▸ **WHAT YOU WILL DO**: The answer consists solely of the listing's lines from the first through the line containing "column 22, row 158", each reproduced exactly.
-*-*-
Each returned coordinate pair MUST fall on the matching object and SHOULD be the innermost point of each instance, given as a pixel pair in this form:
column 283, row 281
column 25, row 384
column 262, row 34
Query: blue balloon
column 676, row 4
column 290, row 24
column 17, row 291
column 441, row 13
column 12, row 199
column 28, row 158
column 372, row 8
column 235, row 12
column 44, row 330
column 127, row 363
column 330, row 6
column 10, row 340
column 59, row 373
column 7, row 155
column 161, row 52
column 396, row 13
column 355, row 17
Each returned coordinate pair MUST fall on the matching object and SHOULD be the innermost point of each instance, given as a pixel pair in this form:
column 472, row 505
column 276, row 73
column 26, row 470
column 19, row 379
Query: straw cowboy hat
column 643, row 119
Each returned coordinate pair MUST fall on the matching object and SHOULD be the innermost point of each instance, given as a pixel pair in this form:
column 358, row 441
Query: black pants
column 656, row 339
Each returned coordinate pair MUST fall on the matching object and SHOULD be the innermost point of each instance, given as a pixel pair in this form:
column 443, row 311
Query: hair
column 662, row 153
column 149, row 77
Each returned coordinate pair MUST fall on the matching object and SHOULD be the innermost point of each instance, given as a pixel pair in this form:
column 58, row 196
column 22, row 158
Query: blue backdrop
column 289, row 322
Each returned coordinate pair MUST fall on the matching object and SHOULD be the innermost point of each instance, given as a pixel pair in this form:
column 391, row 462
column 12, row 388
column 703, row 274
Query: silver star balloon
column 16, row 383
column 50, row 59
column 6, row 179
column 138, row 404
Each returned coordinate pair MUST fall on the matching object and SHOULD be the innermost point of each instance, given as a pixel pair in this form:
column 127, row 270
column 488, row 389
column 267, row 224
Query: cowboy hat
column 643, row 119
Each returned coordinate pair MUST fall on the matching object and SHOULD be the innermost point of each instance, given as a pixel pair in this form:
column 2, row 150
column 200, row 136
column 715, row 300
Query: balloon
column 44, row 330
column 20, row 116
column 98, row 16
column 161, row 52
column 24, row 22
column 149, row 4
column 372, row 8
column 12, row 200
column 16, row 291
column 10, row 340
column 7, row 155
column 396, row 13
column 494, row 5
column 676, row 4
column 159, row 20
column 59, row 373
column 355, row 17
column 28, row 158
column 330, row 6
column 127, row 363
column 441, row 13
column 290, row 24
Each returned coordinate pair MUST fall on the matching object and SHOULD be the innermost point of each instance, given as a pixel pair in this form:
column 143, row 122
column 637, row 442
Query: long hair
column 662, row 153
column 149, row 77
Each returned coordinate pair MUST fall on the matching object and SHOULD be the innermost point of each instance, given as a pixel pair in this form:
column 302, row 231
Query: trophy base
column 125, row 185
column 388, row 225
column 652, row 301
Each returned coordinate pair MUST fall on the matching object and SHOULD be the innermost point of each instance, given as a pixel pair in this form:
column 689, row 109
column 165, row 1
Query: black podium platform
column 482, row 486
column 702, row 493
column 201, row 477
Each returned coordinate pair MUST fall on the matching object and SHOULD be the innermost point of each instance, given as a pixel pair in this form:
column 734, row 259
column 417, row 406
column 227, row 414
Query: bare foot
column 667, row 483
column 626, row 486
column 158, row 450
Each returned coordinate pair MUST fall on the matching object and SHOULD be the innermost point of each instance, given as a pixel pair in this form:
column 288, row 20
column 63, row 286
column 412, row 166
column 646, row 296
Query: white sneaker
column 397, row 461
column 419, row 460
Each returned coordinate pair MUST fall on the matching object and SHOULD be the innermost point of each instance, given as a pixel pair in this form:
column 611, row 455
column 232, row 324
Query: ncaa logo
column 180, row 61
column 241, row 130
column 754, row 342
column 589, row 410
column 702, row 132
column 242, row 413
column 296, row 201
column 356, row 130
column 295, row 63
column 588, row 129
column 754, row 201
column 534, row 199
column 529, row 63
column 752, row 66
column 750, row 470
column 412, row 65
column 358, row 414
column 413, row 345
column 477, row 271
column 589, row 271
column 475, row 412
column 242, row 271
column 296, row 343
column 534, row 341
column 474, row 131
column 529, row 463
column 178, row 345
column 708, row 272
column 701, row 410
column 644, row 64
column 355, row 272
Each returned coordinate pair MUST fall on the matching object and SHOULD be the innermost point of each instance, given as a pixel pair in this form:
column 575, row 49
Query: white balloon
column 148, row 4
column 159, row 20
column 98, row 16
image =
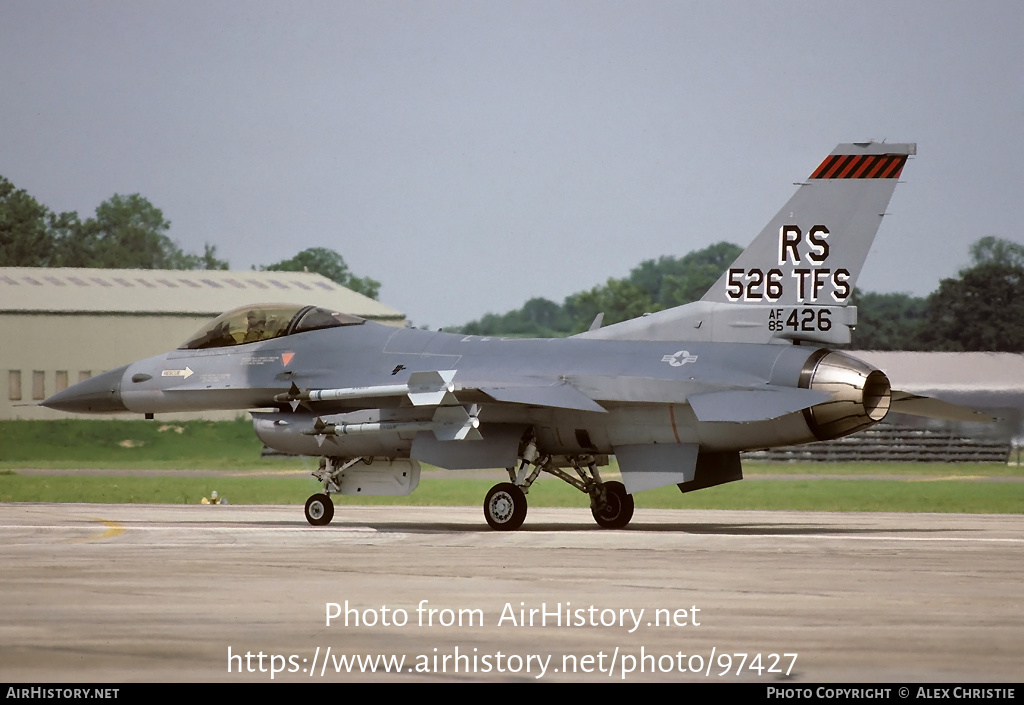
-*-*-
▸ **RESPONSE BELOW**:
Each returned coordinate pair MUST fall on the matching object and SHOULD be the innermost point of each instance, given as a pixel pair in this form:
column 283, row 281
column 25, row 384
column 262, row 34
Query: blue balloon
column 676, row 4
column 290, row 24
column 17, row 291
column 441, row 13
column 12, row 199
column 28, row 158
column 372, row 8
column 235, row 12
column 44, row 330
column 127, row 363
column 330, row 6
column 10, row 340
column 59, row 373
column 7, row 155
column 161, row 52
column 396, row 13
column 355, row 17
Each returned coordinate pair MUST fall on the matching object and SHOULD be the innermost point of each instance, given as a pixel pair in this form:
column 472, row 505
column 276, row 73
column 26, row 470
column 19, row 379
Query: straw cowboy hat
column 643, row 119
Each returned coordinate pair MUST fall on the matching object and SHOULD be the innermost point of each instance, given as a pixel pair in this form:
column 358, row 441
Query: black pants
column 656, row 339
Each returned coordinate pair MUST fall on the matching object and SHOULD be the innermost point of each instance, given as a pixel pair in this form:
column 443, row 311
Query: hair
column 662, row 153
column 149, row 77
Each returned coordinate pair MUST fall on the matching object and SHOULD be the innermost point of each instance, given as a pixel pair in this form:
column 58, row 196
column 22, row 158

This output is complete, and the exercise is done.